Exercise task -> Pick out and copy every line of the data below that contains the string "cola". Case counts.

Working data ->
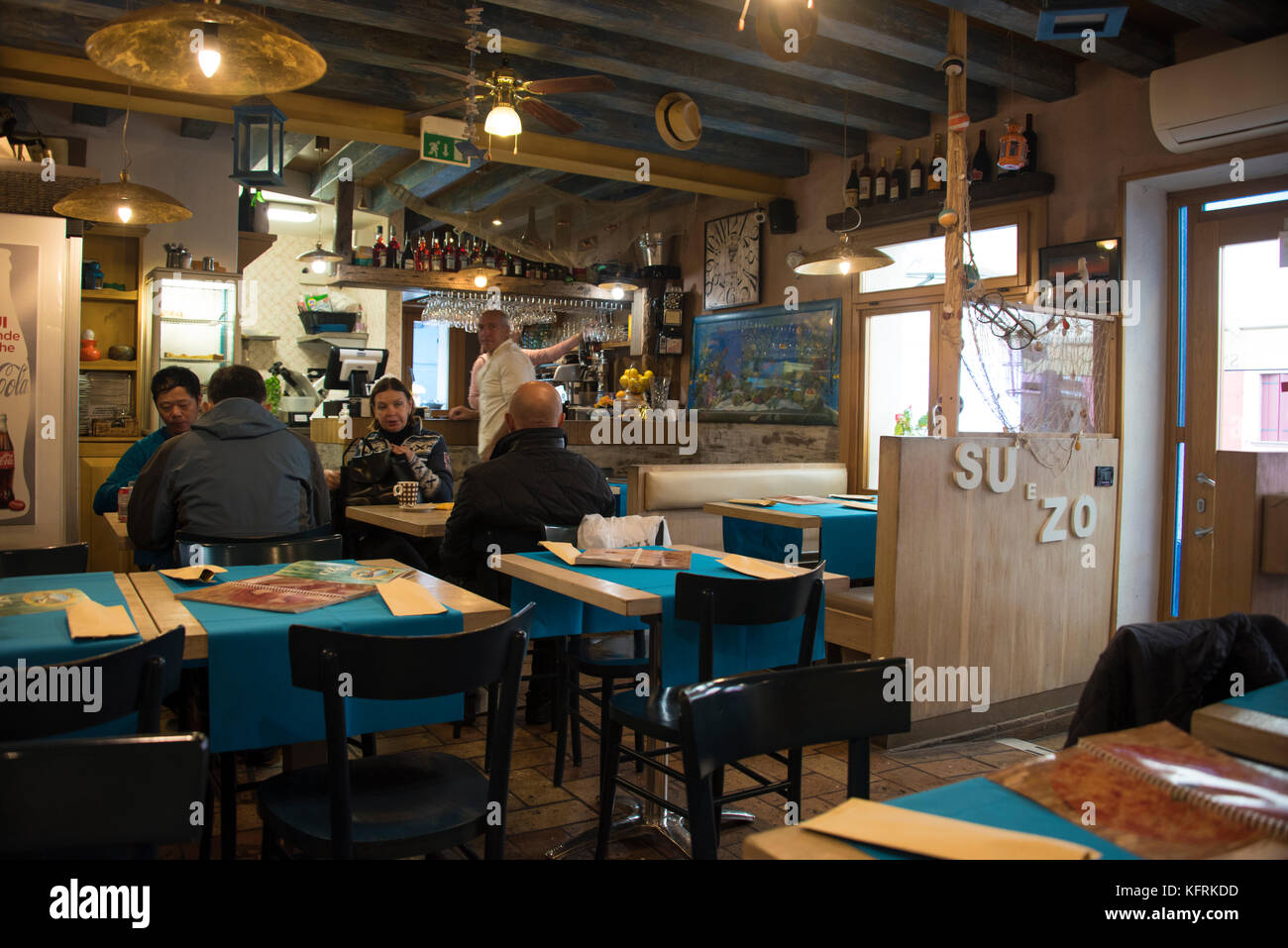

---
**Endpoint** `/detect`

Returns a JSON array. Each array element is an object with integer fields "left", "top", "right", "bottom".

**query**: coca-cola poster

[{"left": 0, "top": 242, "right": 35, "bottom": 527}]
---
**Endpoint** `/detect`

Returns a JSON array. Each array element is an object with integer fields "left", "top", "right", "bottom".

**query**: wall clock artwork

[{"left": 702, "top": 211, "right": 760, "bottom": 309}]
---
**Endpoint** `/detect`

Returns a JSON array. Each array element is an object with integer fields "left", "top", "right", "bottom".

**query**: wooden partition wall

[{"left": 873, "top": 435, "right": 1120, "bottom": 738}]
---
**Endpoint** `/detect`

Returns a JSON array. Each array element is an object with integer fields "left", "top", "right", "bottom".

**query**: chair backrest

[
  {"left": 0, "top": 734, "right": 211, "bottom": 859},
  {"left": 680, "top": 658, "right": 912, "bottom": 859},
  {"left": 675, "top": 563, "right": 825, "bottom": 682},
  {"left": 290, "top": 603, "right": 536, "bottom": 858},
  {"left": 174, "top": 533, "right": 344, "bottom": 567},
  {"left": 0, "top": 626, "right": 184, "bottom": 741},
  {"left": 0, "top": 544, "right": 89, "bottom": 579}
]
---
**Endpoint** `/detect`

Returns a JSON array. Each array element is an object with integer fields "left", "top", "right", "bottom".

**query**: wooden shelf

[
  {"left": 81, "top": 360, "right": 139, "bottom": 372},
  {"left": 296, "top": 332, "right": 368, "bottom": 349},
  {"left": 237, "top": 231, "right": 277, "bottom": 273},
  {"left": 326, "top": 263, "right": 618, "bottom": 297},
  {"left": 81, "top": 290, "right": 139, "bottom": 303},
  {"left": 827, "top": 171, "right": 1055, "bottom": 231}
]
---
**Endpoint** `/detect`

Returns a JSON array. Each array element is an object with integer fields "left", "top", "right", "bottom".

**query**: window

[
  {"left": 859, "top": 224, "right": 1020, "bottom": 293},
  {"left": 407, "top": 322, "right": 448, "bottom": 408},
  {"left": 864, "top": 309, "right": 930, "bottom": 490}
]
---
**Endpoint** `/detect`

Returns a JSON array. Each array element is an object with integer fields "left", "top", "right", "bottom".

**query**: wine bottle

[
  {"left": 909, "top": 149, "right": 926, "bottom": 197},
  {"left": 845, "top": 161, "right": 859, "bottom": 207},
  {"left": 1020, "top": 112, "right": 1038, "bottom": 174},
  {"left": 859, "top": 152, "right": 872, "bottom": 207},
  {"left": 926, "top": 134, "right": 948, "bottom": 192},
  {"left": 970, "top": 129, "right": 993, "bottom": 184}
]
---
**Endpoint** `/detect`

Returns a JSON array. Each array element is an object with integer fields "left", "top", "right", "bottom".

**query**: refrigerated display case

[{"left": 147, "top": 267, "right": 241, "bottom": 422}]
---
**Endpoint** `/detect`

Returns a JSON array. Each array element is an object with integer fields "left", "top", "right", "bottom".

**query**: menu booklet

[
  {"left": 175, "top": 571, "right": 376, "bottom": 612},
  {"left": 989, "top": 721, "right": 1288, "bottom": 859}
]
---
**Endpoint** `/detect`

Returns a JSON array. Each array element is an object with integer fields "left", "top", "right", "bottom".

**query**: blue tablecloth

[
  {"left": 724, "top": 503, "right": 877, "bottom": 579},
  {"left": 1221, "top": 679, "right": 1288, "bottom": 717},
  {"left": 166, "top": 566, "right": 465, "bottom": 752},
  {"left": 851, "top": 777, "right": 1137, "bottom": 859},
  {"left": 0, "top": 574, "right": 146, "bottom": 737},
  {"left": 510, "top": 553, "right": 824, "bottom": 686}
]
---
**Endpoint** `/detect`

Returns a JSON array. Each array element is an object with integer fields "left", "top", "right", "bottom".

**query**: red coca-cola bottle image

[{"left": 0, "top": 415, "right": 14, "bottom": 507}]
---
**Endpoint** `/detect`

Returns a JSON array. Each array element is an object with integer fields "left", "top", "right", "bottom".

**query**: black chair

[
  {"left": 0, "top": 734, "right": 210, "bottom": 859},
  {"left": 259, "top": 603, "right": 536, "bottom": 859},
  {"left": 680, "top": 658, "right": 912, "bottom": 859},
  {"left": 595, "top": 563, "right": 824, "bottom": 859},
  {"left": 174, "top": 532, "right": 344, "bottom": 567},
  {"left": 0, "top": 626, "right": 183, "bottom": 741},
  {"left": 0, "top": 544, "right": 89, "bottom": 579}
]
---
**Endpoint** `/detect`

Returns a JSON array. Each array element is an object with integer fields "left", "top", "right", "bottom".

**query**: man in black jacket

Response ->
**query**: coca-cola poster
**query**: red coca-cola bottle image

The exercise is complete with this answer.